▶ **Work order**: Filter the listing below, please, and copy only the lines with the word "lamp".

▶ **Dataset excerpts**:
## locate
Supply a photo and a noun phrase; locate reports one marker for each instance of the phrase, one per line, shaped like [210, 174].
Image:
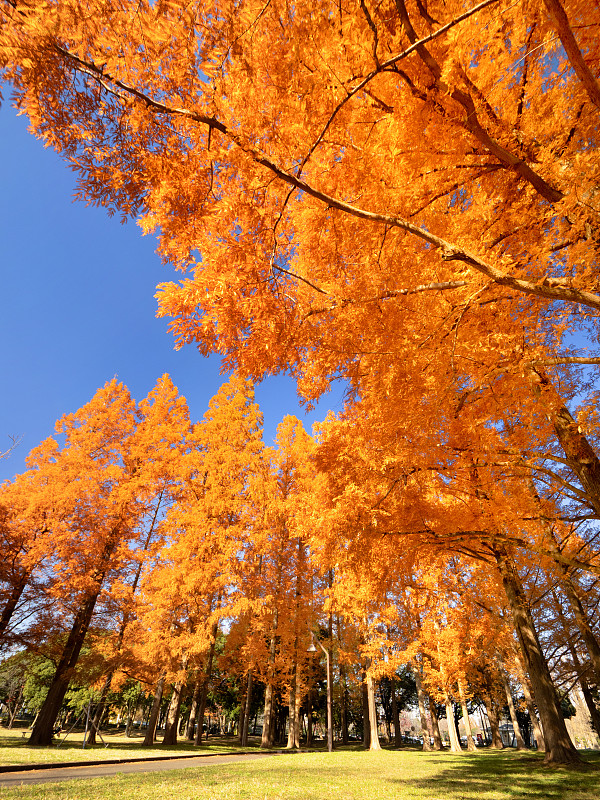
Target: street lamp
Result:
[312, 649]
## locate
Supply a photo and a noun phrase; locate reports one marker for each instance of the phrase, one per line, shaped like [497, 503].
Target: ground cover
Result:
[14, 749]
[387, 775]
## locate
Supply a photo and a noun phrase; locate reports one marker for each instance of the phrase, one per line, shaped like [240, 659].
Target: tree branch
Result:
[448, 251]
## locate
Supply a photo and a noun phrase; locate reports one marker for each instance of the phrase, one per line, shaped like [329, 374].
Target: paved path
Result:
[56, 774]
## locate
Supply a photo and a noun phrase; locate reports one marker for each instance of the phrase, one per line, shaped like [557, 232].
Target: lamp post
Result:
[312, 649]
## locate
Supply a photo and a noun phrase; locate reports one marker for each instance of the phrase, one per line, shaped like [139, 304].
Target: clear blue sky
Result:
[78, 307]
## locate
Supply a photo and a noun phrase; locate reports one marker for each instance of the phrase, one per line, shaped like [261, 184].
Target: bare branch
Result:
[448, 251]
[583, 72]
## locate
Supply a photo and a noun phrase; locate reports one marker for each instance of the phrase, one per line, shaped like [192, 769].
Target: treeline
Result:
[148, 558]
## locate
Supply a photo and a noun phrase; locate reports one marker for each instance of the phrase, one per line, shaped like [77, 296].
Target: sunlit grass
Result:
[387, 775]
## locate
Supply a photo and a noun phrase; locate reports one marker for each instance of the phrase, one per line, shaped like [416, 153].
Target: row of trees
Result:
[402, 195]
[146, 540]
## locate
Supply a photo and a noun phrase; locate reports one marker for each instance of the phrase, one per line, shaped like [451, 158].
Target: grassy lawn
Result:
[14, 749]
[388, 775]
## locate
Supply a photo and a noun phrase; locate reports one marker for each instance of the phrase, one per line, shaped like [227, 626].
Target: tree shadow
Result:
[474, 776]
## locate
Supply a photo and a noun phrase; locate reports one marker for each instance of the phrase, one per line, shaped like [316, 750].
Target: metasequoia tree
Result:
[402, 196]
[108, 482]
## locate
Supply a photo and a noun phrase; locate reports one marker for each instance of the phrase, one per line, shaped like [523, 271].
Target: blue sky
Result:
[78, 307]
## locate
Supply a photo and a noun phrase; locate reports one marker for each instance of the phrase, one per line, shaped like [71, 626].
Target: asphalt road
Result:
[57, 774]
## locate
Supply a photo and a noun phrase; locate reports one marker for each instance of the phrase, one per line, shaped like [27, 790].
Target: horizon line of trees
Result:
[141, 549]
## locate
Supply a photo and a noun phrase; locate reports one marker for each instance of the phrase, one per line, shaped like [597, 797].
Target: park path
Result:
[56, 774]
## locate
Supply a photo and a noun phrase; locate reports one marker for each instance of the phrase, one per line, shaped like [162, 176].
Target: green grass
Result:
[14, 749]
[388, 775]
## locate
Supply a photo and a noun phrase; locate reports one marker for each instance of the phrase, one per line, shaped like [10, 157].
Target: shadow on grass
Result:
[511, 775]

▶ **Solution below**:
Target: street lamp
Target: lamp post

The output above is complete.